¿Podrías proseguir el texto sobre el encierro de Emily Dickinson a partir de su última oración?

### Fragmento facilitado
╔══

Cuando estás sola en tu rebelión

Estamos a mediados del siglo XIX, a una hora y media de Boston, en el poco trascendente pueblo de Amherst, en Massachusetts. La Guerra de Secesión Americana está por comenzar. Tres huracanes sin nombre azotan la costa este. En una habitación de papel mural floreado, piso de parquet y escritorio de madera, Emily -30 años, colorina, rígida partidura al medio, ojos espaciados- escucha que la llaman al otro lado de la puerta y no responde.

Se acabaron las salidas al jardín, las limonadas recién exprimidas a la hora del té, las tertulias con los hermanos Austin y Lavinia, los cotilleos con las amigas afuera de la iglesia. En el jardín han brotado las flores, qué importa. Un joven poeta quiere conocerla, que le hable a través de las escaleras. La decisión de Emily Dickinson es radical y no hay vuelta atrás: confinarse en su pieza a escribir poesía.

Nosotros, sus futuros lectores, nos enteraremos de todo esto sólo cuando muera en 1886-a los 55 años, por insuficiencia renal- y su hermana Lavinia, Vinnie, encuentre casi dos mil poemas guardados entre sus cajones. En 1950 la Universidad de Harvard comprará sus manuscritos y derechos de publicación y la crítica literaria la ungirá como la madre de la poesía norteamericana.

Aún así, no es fácil acercarse a Emily. A cada intento se choca con la puerta de la habitación donde se encerró a escribir durante veinte años hasta el día de su muerte, sin dar ninguna explicación. «Escribo como hace el niño cerca del cementerio, porque tengo miedo», dijo. Hoy día Google la detecta rápidamente como «la poeta reclusa», pero quién es Google para saber quién fue realmente Emily Dickinson.

╚══

### Contenido del listado
╔══

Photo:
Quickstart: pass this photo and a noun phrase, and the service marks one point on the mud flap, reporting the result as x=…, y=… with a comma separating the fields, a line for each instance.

╚══

### Respuesta escrita
Casi dos siglos después, hay quienes todavía se preguntan -con cierto paternalismo- cómo es posible que esta mujer que vivió en un pueblito al norte de Estados Unidos a mediados del siglo XIX, lejos de los grandes movimientos literarios de Europa, haya podido cambiar la forma de entender y de hacer poesía. Sus poemas son breves y a la vez complejos. Miniaturas del alma o ensueños que interrogan el sentido de ser y estar en este mundo.
Del asombro al morbo hay un paso y son tres las incógnitas que pesan sobre el fantasma de Emily. Por qué nunca se casó, por qué se recluyó del mundo exterior y, por último, por qué no publicó.

Las biografías más elementales siguen refiriéndose a ella como la mujer poeta reclusa no reconocida en su tiempo, lo que a 130 años de su desaparición suena literal y obsoleto.
Emily Dickinson fue más que una poeta, más que una mujer, más que una reclusa, más que su propio tiempo. En un mundo demasiado legible como el de hoy, es una buena noticia que al menos ella siga siendo ilegible.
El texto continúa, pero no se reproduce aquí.